Semantics and processing

Fri May 24 12:34:07 UTC 1996

> One thing that always appealed to me in the classical LFG architecture
> (Bresnan 1982 and Halvorsen 1983) was that it seemed to offer a series of
> well-formedness domains that could be independently computed: you can
> compute lots of possible c-structures without worrying about anything else,
> thow away most of those, use this small number number of best c-structures
> to compute (possibly) lots of f-structures, thow away most, compute lots of
> s(emantic)-structures, thow away most and get to a small number of
> most-plausible results.

Given my recent posting, I guess I'd better say something about
Bruce's comments!

Disambiguation at each layer does not seem to be the best approach in
the domain of syntax-semantics understanding.  Humans seem to be able
to use semantic and pragmatic information for disambiguation long
before the utterance has ended (and hence before complete
c-structures could be computed).

In terms of natural language parsing, some of the best statistical
disambiguation techniques work by collecting statistics about how
likely various lexical head to lexical head relationships are, e.g.,
how likely this kind of verb is to have an object headed by that kind
of noun.  (The classes used are usually semantically oriented).  One
of the problems in phrase structure based statistical approaches is
that these relationships can be non-local.  LFG should have a great
advantage here, as the f-structure makes all these relationships
local.  So it would seem to make sense to delay this disambiguation 
until at least grammatical functions (i.e., f-structures) have been
identified.

* _EXERCISE TASK_
Pick up the post on LFG processing and disambiguation right after its last sentence and carry it forward. The material after this point comes from a separate source.

* _DATASET EXTRACT_
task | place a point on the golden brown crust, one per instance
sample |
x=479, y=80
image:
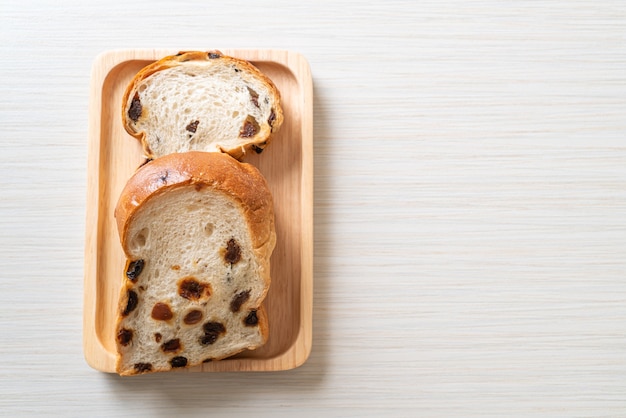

* _THE REPLY_
Treebanks marked up with something like LFG's f-structures are now
becoming available.  It should be possible and would be interesting to
use statistics collected from these treebanks to assign a preference
ranking to the set of f-structures produced by an LFG parser.

There are some theoretical problems to be faced if one tries to do
this correctly.  Because of reentrancy in f-structures, probability
distributions over f-structures are technically what is called a
``Markov field''.  The methods available for efficiently estimating,
and perhaps more importantly, efficiently _reestimating_ probability
distributions in syntactic parsing only work for ``branching Markov
processes'', i.e., tree structured objects.

It is not yet clear if this is important in practice.  We might get 
just as good results if we ignored all but one of the incoming arcs
in an f-structure.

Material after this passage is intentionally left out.